• _Reading passage_
** begin **
Policy changes to Reinsured Policies will be subject to the Reinsurer’s prior written approval, if:
a) | The new amount of the policy would be in excess of the Automatic Acceptance Limit in effect at the time of the change, as set out in Exhibit E; or |
b) | The new amount of the policy and the amount already in force on the same life exceeds the In Force Limits stated in Exhibit E; or |
c) | The policy was reinsured on a facultative basis; or |
d) | Evidence of insurability is not obtained. |
First year premium rates and allowances as specified in Exhibit C-1 will apply to the amount underwritten for a non-contractual increase.
7.3 | Reductions |
Unless specified otherwise in this Agreement, if the amount of a policy issued by the Company is reduced and:
a) | The amount of reinsurance is on excess basis, then the amount of reinsurance on that life will be reduced effective the same date by the full amount of the reduction under the original policy. If the amount of insurance terminated equals or exceeds the amount of reinsurance, the full amount of reinsurance will be terminated; or |
b) | The amount of reinsurance is on a quota share basis, then the amount of reinsurance on that policy will be reduced effective the same date by the same proportion as the reduction under the original policy. |
The reduction will first apply to any reinsurance on the Reinsured Policy being reduced and then, if applicable, in chronological order according to policy date (“first in, first out”) to any reinsurance on other policies in force on the life. However, the Company will not be required to assume a risk for an amount in excess of its regular retention for the age at issue and the mortality rating of the policy under which reinsurance is being terminated.
** end **
• _Task directions_
Reproduce the reinsurance agreement passage word for word, starting at "Policy changes to" and ending at "a non-contractual increase.".

• _Supplied entries_
** begin **
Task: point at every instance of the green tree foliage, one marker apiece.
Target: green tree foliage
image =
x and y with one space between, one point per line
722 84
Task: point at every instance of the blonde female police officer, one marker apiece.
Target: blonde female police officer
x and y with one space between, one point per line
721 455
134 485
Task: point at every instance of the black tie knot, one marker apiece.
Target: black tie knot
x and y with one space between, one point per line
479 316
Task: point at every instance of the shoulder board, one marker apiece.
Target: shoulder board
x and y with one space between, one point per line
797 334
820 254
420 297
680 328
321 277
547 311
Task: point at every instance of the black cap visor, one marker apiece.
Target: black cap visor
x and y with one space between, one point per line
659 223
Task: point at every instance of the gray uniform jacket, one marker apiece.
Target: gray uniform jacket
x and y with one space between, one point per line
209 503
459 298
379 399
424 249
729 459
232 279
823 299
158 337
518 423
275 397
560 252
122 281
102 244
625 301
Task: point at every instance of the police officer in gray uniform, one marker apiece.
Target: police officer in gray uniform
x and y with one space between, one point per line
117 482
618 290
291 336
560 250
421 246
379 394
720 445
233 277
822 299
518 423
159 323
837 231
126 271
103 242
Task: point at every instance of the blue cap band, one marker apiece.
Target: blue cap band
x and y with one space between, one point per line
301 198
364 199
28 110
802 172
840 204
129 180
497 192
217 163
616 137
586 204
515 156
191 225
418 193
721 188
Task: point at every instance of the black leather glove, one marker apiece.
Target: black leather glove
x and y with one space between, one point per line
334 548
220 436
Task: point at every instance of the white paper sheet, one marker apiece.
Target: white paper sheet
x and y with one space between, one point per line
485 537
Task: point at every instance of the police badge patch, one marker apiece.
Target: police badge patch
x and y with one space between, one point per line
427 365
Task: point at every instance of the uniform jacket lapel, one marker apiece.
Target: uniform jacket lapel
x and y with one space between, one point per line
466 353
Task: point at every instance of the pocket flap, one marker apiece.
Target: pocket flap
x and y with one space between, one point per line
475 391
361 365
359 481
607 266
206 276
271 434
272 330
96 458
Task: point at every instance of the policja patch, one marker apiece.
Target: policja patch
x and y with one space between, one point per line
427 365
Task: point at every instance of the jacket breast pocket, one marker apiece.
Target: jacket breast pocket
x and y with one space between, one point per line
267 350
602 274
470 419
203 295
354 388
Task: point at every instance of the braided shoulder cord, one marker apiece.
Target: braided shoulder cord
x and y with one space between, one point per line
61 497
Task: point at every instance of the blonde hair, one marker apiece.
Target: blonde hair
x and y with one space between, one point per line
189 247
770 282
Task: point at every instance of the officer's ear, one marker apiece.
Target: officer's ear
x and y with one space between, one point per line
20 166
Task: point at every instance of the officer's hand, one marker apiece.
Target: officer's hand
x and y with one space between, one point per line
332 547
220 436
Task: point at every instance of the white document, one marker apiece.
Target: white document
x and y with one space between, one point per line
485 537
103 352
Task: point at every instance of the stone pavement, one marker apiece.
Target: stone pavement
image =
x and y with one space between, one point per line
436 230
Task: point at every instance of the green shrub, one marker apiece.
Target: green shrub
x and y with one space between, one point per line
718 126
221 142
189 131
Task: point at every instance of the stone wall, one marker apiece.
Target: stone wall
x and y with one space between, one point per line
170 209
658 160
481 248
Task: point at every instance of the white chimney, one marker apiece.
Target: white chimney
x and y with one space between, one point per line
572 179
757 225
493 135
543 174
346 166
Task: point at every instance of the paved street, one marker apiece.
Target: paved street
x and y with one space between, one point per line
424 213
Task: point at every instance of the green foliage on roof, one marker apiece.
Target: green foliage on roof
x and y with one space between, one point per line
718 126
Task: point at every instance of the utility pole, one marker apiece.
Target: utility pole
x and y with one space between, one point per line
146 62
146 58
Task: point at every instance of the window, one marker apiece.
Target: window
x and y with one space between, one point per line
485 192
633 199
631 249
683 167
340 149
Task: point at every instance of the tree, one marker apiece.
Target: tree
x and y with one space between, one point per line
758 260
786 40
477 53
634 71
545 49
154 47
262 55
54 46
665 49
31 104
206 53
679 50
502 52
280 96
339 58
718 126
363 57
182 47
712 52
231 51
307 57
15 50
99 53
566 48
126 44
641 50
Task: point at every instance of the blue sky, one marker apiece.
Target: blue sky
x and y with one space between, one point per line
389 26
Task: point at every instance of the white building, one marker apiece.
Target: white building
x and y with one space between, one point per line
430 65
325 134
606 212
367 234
** end **
• _Exercise output_
Policy changes to Reinsured Policies will be subject to the Reinsurer’s prior written approval, if:
a) | The new amount of the policy would be in excess of the Automatic Acceptance Limit in effect at the time of the change, as set out in Exhibit E; or |
b) | The new amount of the policy and the amount already in force on the same life exceeds the In Force Limits stated in Exhibit E; or |
c) | The policy was reinsured on a facultative basis; or |
d) | Evidence of insurability is not obtained. |
First year premium rates and allowances as specified in Exhibit C-1 will apply to the amount underwritten for a non-contractual increase.